▶ Your task: Change every "pixel coordinates" in the data below to "image coordinates" and give all of the lines again, with everything else left the same.

▶ Given records:
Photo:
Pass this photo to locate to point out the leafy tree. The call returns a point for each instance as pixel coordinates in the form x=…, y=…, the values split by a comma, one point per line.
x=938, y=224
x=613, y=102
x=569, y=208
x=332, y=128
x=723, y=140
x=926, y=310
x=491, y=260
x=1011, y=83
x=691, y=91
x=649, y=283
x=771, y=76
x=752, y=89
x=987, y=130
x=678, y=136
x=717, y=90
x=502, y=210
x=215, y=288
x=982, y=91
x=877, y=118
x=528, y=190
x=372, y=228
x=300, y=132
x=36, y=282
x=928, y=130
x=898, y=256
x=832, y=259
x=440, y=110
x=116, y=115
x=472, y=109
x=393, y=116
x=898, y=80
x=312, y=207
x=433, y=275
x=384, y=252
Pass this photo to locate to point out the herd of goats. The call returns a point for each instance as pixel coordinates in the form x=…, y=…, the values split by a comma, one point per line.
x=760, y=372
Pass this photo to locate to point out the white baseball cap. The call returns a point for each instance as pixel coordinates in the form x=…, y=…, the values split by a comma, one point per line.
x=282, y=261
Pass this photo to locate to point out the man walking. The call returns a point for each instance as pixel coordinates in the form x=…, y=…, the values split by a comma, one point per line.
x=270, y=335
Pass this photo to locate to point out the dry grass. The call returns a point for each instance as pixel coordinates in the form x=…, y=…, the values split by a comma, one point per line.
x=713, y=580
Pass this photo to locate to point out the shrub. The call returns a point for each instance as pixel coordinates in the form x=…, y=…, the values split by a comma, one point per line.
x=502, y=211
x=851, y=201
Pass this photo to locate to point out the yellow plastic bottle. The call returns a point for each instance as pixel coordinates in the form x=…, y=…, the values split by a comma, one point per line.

▶ Complete answer:
Photo:
Pass this photo to locate to point out the leafy tree. The call returns a point for each instance as image coordinates in the form x=…, y=…, the values split by a comma, one point per line.
x=938, y=224
x=613, y=102
x=569, y=208
x=332, y=128
x=723, y=140
x=926, y=310
x=491, y=260
x=1011, y=83
x=691, y=91
x=649, y=283
x=771, y=76
x=752, y=89
x=987, y=130
x=678, y=136
x=717, y=90
x=502, y=210
x=215, y=288
x=982, y=91
x=877, y=118
x=528, y=190
x=372, y=228
x=300, y=132
x=36, y=282
x=928, y=130
x=898, y=256
x=832, y=259
x=440, y=110
x=116, y=115
x=472, y=109
x=393, y=116
x=898, y=80
x=312, y=207
x=433, y=275
x=384, y=252
Pass this photo to locate to point out the herd of goats. The call returns a point for each instance as image coordinates in the form x=…, y=…, the values split by a comma, one point per line.
x=760, y=372
Pass this photo to locate to point out the white baseball cap. The call returns a point for each instance as image coordinates in the form x=…, y=…, the values split by a comma, one point per line.
x=282, y=261
Pass this photo to locate to point out the man walking. The call returns a point for each instance as image coordinates in the form x=…, y=…, the values split by a comma, one point per line.
x=270, y=335
Pass this photo to locate to point out the dry grass. The call returns a point for each instance as image coordinates in the form x=…, y=…, the values split by a comma, one point per line.
x=713, y=580
Pass this photo to locate to point out the shrub. The call returns a point for each instance as image coordinates in the form x=…, y=…, the values split by a comma, one point per line.
x=502, y=211
x=851, y=201
Pass this photo to locate to point out the yellow plastic bottle. The call returns a point for each instance as image coordinates in the form x=…, y=…, the values split by a comma, one point per line.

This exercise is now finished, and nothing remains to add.